IOC mourns demise of former Japanese PM Shinzo Abe


Lausanne (Switzerland), July 8

The International Olympic Committee (IOC) on Friday mourned the death of former Japanese Prime Minister Shinzo Abe, who passed away hours after being shot while addressing an election rally in the city of Nara.

According to state broadcaster NHK, the attack took place at around 11.30 a.m. (local time) near the Yamatosaidaiji Station in Nara city while Abe was making a speech during a Liberal Democratic Party candidate's election campaign.

"Japan has lost a great statesman, and the IOC has lost a valiant supporter and a dear friend of the Olympic Movement. On behalf of the International Olympic Committee, I would like to extend my most sincere condolences to his family, his friends and the Japanese people," said IOC President Thomas Bach in a statement.

The 68-year-old Bach called Shinzo a man with vision, adding that without the support of the former Japanese PM, the Tokyo 2020 Olympic Games would never have happened.

"Abe Shinzo was a man with a vision, full of determination and boundless energy to make his vision come true. What I appreciated most about him was that he was a man of his word," he said.

● ● ● ● ●

WHAT THIS TASK INVOLVES.
In the news report on the IOC mourning Shinzo Abe, where did the attack on Abe take place, according to NHK?

(Stored data)
● ● ● ● ●

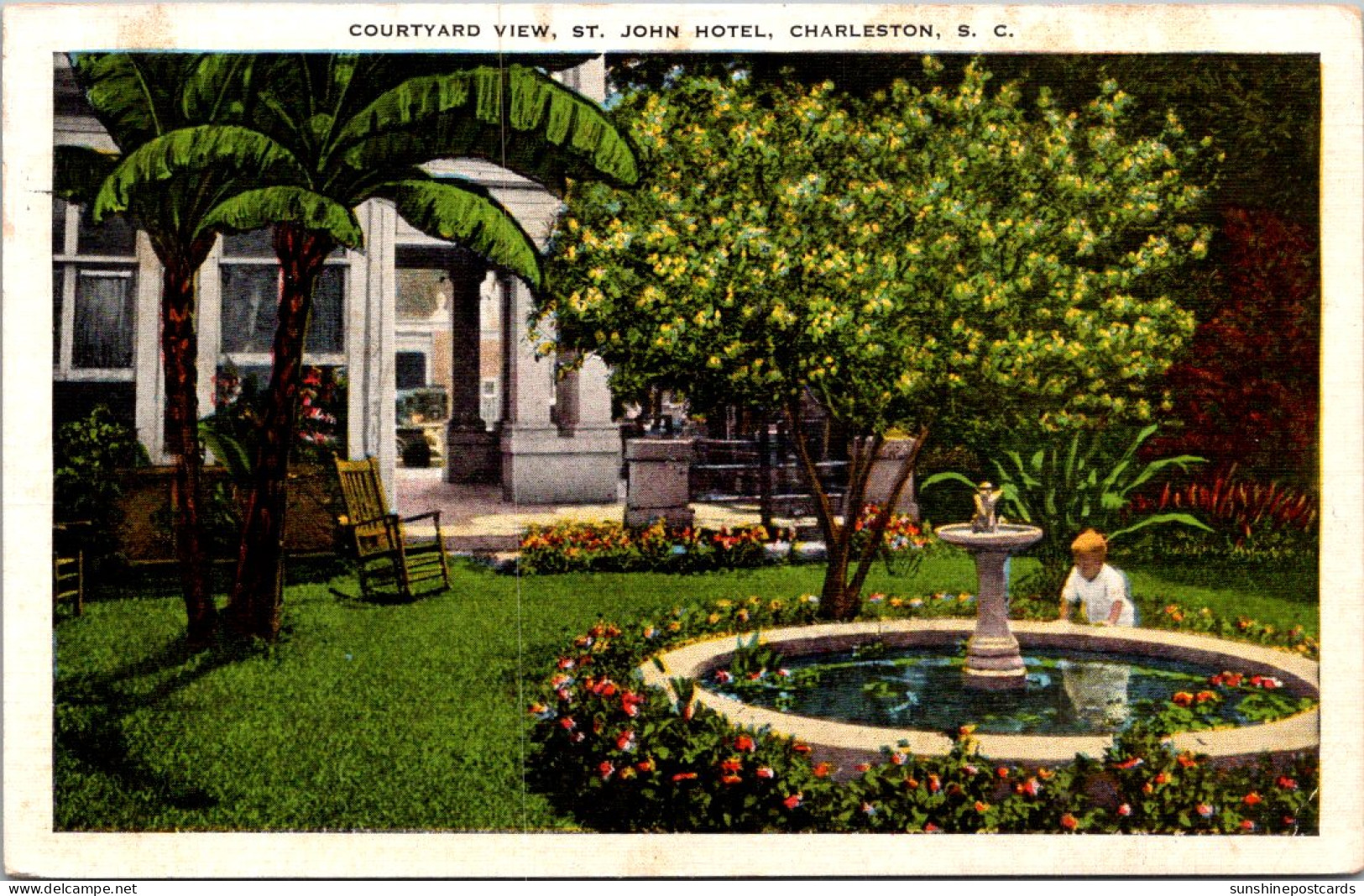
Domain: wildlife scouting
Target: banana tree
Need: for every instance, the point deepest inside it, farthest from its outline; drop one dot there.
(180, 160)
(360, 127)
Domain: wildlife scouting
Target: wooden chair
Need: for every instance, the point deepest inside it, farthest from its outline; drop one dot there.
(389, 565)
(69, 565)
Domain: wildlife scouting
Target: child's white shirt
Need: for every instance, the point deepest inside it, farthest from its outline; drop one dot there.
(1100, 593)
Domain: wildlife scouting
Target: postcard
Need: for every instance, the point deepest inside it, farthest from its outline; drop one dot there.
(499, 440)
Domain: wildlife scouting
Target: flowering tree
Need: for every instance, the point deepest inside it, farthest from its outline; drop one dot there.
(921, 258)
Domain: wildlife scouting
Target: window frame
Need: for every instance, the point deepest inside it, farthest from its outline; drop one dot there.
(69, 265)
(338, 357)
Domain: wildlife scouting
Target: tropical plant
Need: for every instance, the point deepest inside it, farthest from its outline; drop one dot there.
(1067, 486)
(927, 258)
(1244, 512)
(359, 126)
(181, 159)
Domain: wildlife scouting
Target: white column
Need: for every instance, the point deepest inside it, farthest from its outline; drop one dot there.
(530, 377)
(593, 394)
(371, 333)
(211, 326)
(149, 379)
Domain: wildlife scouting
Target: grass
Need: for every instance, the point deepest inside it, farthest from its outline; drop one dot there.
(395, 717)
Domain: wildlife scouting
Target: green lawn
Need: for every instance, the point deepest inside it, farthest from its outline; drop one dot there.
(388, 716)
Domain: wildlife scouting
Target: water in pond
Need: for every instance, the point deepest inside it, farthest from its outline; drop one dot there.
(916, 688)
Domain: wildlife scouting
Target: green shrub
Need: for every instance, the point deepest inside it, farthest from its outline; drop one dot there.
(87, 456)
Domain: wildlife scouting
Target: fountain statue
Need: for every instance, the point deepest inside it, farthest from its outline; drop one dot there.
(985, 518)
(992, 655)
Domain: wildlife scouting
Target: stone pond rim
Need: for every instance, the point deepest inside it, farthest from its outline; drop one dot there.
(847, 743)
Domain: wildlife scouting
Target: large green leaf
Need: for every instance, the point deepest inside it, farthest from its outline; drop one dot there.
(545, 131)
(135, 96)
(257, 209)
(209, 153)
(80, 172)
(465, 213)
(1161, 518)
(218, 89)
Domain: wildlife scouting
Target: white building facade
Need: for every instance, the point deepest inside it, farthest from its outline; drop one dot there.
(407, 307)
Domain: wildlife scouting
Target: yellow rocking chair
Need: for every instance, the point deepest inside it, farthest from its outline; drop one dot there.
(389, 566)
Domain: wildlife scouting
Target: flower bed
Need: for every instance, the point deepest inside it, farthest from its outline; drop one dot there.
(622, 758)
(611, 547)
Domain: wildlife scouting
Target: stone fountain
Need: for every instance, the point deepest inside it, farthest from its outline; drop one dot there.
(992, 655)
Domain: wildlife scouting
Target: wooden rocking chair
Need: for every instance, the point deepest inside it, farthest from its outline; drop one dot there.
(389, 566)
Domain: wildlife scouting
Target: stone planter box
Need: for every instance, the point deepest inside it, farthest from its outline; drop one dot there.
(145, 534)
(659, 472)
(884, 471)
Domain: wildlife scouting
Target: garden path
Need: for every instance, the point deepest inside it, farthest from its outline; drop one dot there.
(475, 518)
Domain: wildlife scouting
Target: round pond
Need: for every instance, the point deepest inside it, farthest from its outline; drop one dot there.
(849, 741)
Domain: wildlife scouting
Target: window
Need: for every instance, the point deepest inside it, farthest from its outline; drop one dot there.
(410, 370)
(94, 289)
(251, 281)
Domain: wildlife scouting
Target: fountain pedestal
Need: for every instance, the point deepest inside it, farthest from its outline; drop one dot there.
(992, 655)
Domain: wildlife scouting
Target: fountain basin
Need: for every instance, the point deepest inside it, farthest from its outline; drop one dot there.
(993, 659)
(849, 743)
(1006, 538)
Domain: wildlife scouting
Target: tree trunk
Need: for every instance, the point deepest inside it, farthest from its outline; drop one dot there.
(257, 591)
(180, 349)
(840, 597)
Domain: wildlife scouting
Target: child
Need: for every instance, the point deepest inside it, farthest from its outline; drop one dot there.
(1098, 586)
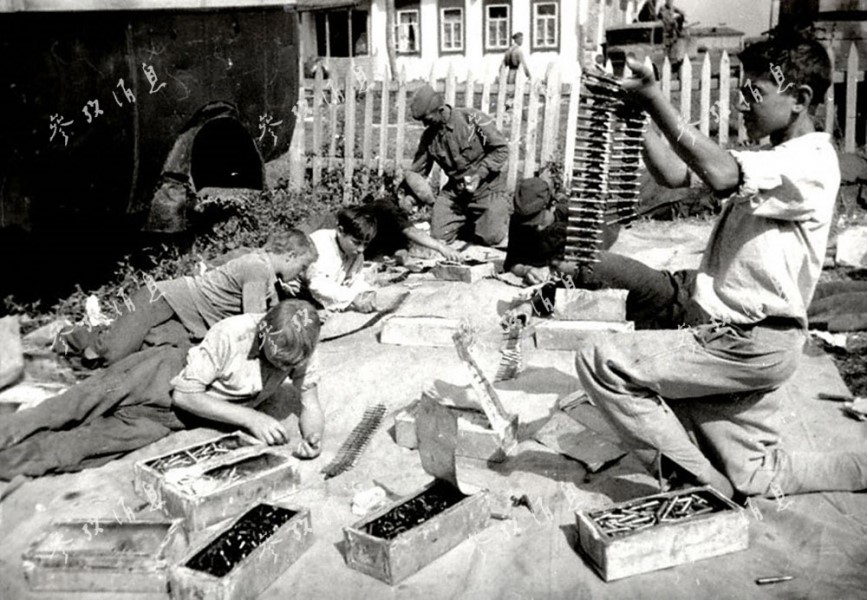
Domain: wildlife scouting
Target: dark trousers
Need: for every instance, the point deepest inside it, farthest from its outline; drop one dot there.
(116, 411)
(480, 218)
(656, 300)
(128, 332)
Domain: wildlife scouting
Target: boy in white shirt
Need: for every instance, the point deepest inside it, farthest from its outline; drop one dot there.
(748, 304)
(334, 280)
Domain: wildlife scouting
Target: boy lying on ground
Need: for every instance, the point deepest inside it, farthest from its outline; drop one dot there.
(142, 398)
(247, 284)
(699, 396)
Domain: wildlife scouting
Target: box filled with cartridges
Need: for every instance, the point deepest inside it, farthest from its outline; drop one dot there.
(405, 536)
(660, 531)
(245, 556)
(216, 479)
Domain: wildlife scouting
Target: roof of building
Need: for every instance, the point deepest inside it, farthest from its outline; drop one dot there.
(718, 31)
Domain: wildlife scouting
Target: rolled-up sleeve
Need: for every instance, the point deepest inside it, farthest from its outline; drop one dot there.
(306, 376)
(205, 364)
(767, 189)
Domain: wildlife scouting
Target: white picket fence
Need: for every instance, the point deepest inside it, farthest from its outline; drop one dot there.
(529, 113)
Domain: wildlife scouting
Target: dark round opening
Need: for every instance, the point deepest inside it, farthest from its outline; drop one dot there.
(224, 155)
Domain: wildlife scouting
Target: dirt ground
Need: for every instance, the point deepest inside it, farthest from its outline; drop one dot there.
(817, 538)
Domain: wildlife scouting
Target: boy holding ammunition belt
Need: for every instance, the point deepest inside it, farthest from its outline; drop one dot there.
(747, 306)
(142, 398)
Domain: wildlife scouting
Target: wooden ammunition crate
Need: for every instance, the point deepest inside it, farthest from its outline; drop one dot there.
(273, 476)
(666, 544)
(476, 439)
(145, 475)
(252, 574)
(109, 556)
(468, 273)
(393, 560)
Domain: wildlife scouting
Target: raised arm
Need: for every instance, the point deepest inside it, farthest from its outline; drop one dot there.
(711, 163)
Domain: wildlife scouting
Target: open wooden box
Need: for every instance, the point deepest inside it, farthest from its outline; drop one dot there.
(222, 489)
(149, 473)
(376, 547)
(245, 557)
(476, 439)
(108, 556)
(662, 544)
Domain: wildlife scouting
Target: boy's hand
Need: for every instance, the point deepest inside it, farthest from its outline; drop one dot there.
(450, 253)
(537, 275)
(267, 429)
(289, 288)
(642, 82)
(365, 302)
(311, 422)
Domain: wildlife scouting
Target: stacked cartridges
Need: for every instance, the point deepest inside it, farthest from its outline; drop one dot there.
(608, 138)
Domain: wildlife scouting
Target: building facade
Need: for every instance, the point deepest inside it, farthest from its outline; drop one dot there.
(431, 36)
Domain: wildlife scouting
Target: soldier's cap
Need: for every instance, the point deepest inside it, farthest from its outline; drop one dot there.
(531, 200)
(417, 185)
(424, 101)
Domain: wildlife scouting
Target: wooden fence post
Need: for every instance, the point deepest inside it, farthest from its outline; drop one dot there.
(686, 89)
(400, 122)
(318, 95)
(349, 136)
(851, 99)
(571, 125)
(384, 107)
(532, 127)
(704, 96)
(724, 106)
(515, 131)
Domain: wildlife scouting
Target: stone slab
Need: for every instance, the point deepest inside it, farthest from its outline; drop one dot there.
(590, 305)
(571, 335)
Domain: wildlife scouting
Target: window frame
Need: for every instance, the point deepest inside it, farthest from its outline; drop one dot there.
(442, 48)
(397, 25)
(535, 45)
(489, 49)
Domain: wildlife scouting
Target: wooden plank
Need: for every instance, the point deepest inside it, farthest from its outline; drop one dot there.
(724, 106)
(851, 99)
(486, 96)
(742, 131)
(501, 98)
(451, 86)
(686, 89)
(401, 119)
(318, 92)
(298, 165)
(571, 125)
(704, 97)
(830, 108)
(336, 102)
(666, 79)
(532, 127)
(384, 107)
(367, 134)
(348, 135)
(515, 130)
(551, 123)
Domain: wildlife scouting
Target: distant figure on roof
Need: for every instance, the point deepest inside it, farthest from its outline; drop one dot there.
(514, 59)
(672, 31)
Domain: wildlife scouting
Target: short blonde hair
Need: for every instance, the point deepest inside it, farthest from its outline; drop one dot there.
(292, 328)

● ● ● ● ●

RESPONSE AREA.
Near the Yamatosaidaiji Station in Nara city.